#### EXERCISE DETAILS:
Arrange every line of the listing below as a JSON list of strings, one string per line, leaving out blank lines. Omit the picture placeholder lines.

#### DATA LINES:
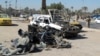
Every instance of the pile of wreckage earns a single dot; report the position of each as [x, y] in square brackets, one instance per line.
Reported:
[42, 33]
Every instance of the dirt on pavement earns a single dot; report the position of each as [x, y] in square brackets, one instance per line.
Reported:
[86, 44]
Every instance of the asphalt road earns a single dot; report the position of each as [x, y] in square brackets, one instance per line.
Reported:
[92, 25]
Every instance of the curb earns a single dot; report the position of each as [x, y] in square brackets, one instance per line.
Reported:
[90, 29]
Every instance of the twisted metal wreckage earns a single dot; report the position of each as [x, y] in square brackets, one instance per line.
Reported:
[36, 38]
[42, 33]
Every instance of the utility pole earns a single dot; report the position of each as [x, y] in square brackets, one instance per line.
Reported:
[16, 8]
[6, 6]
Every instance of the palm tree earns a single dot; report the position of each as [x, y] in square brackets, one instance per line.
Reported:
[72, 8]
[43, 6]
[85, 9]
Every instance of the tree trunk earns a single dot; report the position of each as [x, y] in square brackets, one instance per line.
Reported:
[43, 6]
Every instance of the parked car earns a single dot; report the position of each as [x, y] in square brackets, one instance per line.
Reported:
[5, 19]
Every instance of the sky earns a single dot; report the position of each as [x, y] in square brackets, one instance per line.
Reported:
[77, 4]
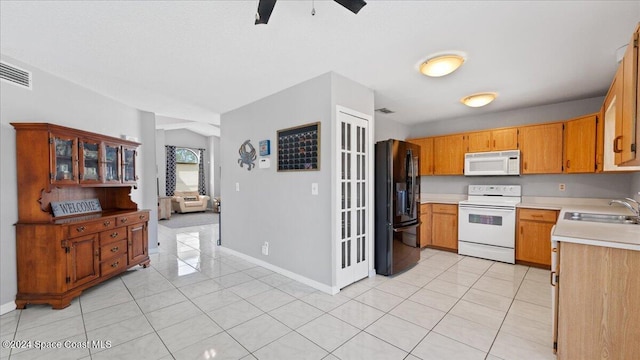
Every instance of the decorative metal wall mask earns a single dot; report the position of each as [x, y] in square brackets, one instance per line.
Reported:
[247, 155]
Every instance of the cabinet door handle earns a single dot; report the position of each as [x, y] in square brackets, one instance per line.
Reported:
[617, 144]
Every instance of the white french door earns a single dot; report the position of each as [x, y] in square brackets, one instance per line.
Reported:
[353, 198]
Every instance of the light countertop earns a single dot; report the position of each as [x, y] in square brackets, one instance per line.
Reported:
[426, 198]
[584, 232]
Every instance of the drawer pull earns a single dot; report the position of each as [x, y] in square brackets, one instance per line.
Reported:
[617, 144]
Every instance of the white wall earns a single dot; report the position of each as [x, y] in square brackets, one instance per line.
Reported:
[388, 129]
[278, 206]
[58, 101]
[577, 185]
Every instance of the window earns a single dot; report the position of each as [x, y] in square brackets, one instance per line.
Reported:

#### COMPLETE ANSWER:
[
  "Every instance of the pile of wreckage earns a single dot; report the position of each as [x, y] in square brackets, one instance per line.",
  "Reported:",
  "[42, 33]",
  "Every instance of the dirt on pavement earns a single dot; report the position of each as [x, y] in square brackets, one instance per line.",
  "Reported:",
  "[86, 44]",
  "Every instance of the asphalt road earns a single dot; report the position of each as [x, y] in square brackets, one instance per line.",
  "Reported:",
  "[92, 25]",
  "Every instance of the curb earns a single dot; report the position of each as [x, y] in square brackets, one instance per line.",
  "Reported:",
  "[90, 29]",
  "Every instance of the twisted metal wreckage earns a single dot; report the position of each as [x, y] in square brackets, one instance per line.",
  "Reported:",
  "[36, 38]",
  "[42, 33]",
  "Every instance of the utility pole earns a single dot; report the position of each as [x, y] in square brackets, one instance per line.",
  "Reported:",
  "[16, 8]",
  "[6, 6]",
  "Every instance of the palm tree earns a single dot; report the position of each as [x, y] in square brackets, one instance per line.",
  "Reported:",
  "[72, 8]",
  "[43, 6]",
  "[85, 9]",
  "Every instance of the tree trunk earns a single dot; report the position of each as [x, y] in square brackets, one instance per line.",
  "Reported:",
  "[43, 6]",
  "Every instance of the parked car earns a single dot; report the position of each as [x, y] in square brackets, one instance per line.",
  "Reported:",
  "[5, 19]",
  "Every instance of the sky earns a single dot; report the position of each as [x, y] in square brackets, one instance per line.",
  "Reported:",
  "[77, 4]",
  "Every instance of the decorative metal wall mask earns a single dot; report the position of each as [x, y] in square brackets, one instance per line.",
  "Reported:",
  "[247, 155]",
  "Every instance of the cabinet door handle earns a single dot; report the position of each as [x, y] in square brackets, one instance per line.",
  "Reported:",
  "[617, 144]",
  "Every instance of the white french door earns a single dot; report the position of each as [x, y] in square brackets, one instance per line.",
  "Reported:",
  "[353, 198]",
  "Every instance of the light countertop earns a single dot; report the position of each as [x, y] in square brackets, one instance per line.",
  "Reported:",
  "[426, 198]",
  "[584, 232]",
  "Every instance of the drawer pull earns a single dot; report the position of each as [x, y] in square brackets, one instance per line.",
  "Reported:",
  "[617, 144]",
  "Every instance of the white wall earns a single dot; report the position of each as [x, y] in square brackets, one instance per line.",
  "Reported:",
  "[388, 129]",
  "[278, 206]",
  "[58, 101]",
  "[577, 185]",
  "Every instance of the window earns a single dot; report the position of each as [x, y] in square brackets, one instance per line.",
  "Reported:"
]